• [WHAT TO WORK ON]: Switch every "drop a point on" in the entries below to "place a marker on", and write the entries out again with nothing else altered.

• [INFORMATION GIVEN]:
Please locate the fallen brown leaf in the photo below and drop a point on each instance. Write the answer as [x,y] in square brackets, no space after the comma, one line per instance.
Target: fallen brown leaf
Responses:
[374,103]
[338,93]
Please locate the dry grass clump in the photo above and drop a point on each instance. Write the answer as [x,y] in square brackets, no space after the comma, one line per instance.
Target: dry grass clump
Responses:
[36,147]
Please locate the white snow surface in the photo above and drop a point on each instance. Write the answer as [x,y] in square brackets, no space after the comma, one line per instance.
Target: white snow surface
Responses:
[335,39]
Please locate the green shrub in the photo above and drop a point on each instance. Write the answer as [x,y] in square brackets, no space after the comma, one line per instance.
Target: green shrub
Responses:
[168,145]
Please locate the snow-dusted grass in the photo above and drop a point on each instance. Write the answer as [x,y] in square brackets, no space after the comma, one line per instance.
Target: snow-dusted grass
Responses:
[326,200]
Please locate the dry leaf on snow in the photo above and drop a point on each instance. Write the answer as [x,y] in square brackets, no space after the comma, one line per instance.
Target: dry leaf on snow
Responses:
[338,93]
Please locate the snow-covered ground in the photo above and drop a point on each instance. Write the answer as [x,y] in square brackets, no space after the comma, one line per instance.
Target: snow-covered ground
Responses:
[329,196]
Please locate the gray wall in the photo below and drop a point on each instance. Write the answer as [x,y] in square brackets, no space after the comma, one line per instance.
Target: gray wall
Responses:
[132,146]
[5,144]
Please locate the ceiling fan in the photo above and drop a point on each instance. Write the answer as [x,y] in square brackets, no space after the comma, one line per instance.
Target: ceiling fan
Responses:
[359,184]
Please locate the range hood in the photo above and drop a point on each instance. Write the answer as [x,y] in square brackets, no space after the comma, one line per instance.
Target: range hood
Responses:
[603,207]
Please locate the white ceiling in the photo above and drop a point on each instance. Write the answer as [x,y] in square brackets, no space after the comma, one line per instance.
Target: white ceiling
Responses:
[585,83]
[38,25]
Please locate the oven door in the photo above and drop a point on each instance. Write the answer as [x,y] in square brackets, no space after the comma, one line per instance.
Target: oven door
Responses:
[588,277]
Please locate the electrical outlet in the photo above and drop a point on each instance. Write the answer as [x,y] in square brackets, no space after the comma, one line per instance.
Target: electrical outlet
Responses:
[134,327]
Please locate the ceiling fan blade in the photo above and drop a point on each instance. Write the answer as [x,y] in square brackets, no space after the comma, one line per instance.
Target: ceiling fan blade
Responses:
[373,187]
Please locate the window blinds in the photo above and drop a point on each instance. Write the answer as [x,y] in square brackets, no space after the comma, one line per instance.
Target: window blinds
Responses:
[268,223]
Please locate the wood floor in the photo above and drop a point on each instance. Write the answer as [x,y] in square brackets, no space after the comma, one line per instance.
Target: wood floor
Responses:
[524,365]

• [OUTPUT OF THE TASK]:
Please locate the fallen brown leaf in the photo below and place a marker on each instance. Write the answer as [x,y] in square brackets, no space after the comma, one line per instance.
Target: fallen brown leaf
Responses:
[374,103]
[338,93]
Please locate the dry grass clump in the photo above and place a marker on each instance. Write the answer as [x,y] in square brackets, no space after the comma, one line per instance.
Target: dry grass clump
Responses:
[36,147]
Please locate the white snow surface in the photo above and place a marker on each instance. Write the answer as [x,y] in square brackets, no space after the comma, one line per instance.
Target: white snow surface
Responses:
[335,39]
Please locate the green shrub in the photo above and place a marker on each instance. Write the answer as [x,y] in square brackets, no space after the comma, one line per instance.
Target: green shrub
Responses:
[168,145]
Please locate the snow-dusted grass in the photo above and place a marker on each instance. Write the answer as [x,y] in square brackets, no space after the comma, one line per instance.
Target: snow-dusted grass
Responses:
[326,200]
Please locate the dry leaf on snow in the photo above and place a marker on each instance. Write the answer as [x,y] in square brackets, no space after the comma, one line per instance.
Target: dry leaf on snow
Responses:
[338,93]
Please locate the snow-covered ground in the photo above and place a marker on each instance. Write the answer as [x,y] in square brackets, no space after the comma, one line per instance.
Target: snow-covered ground
Responses:
[329,196]
Please locate the gray wall in the photo below and place a marker on each instance. Write the answer as [x,y] in square brackets, no space after the comma, one line per instance.
Target: gray wall
Responses:
[132,146]
[5,144]
Please locate the ceiling fan in the photo above and place a marker on each instance. Write the answer as [x,y] in square brackets, no space after the comma, one line per instance.
Target: ceiling fan
Responses:
[359,184]
Please locate the range hood in the photo above and place a marker on each instance. Write the answer as [x,y] in square brackets, no space after the comma, one line per instance.
Target: range hood
Responses:
[603,207]
Please locate the white ceiling in the photo above and place a marker on each instance. Write the answer as [x,y] in square brackets, no space after the comma, one line per instance.
Target: white ceiling
Responses:
[585,83]
[38,25]
Please locate the oven door in the photo above and place a marker on each instance. Write the answer as [x,y] in square brackets, no space after the comma, one line per instance.
Target: oven door
Responses:
[588,277]
Please locate the electrical outlet in the photo above and place a marker on each instance. Write the answer as [x,y] in square brackets, no space after the comma, one line per instance.
Target: electrical outlet
Responses:
[134,327]
Please locate the ceiling fan blade in the photo above and place a marker on each instance. Write the answer as [x,y] in square brackets, no space after the comma, one line per instance.
Target: ceiling fan blade
Responses:
[373,187]
Please locate the window blinds in the photo above and place a marker on each instance. Write the answer as [x,y] in square brackets, no space after the comma, one line per instance.
Target: window blinds
Responses:
[268,223]
Please locate the wood floor in the photo above and place a marker on each instance. Write the answer as [x,y] in square brackets, no space after the comma, one line per instance.
Target: wood floor
Responses:
[524,365]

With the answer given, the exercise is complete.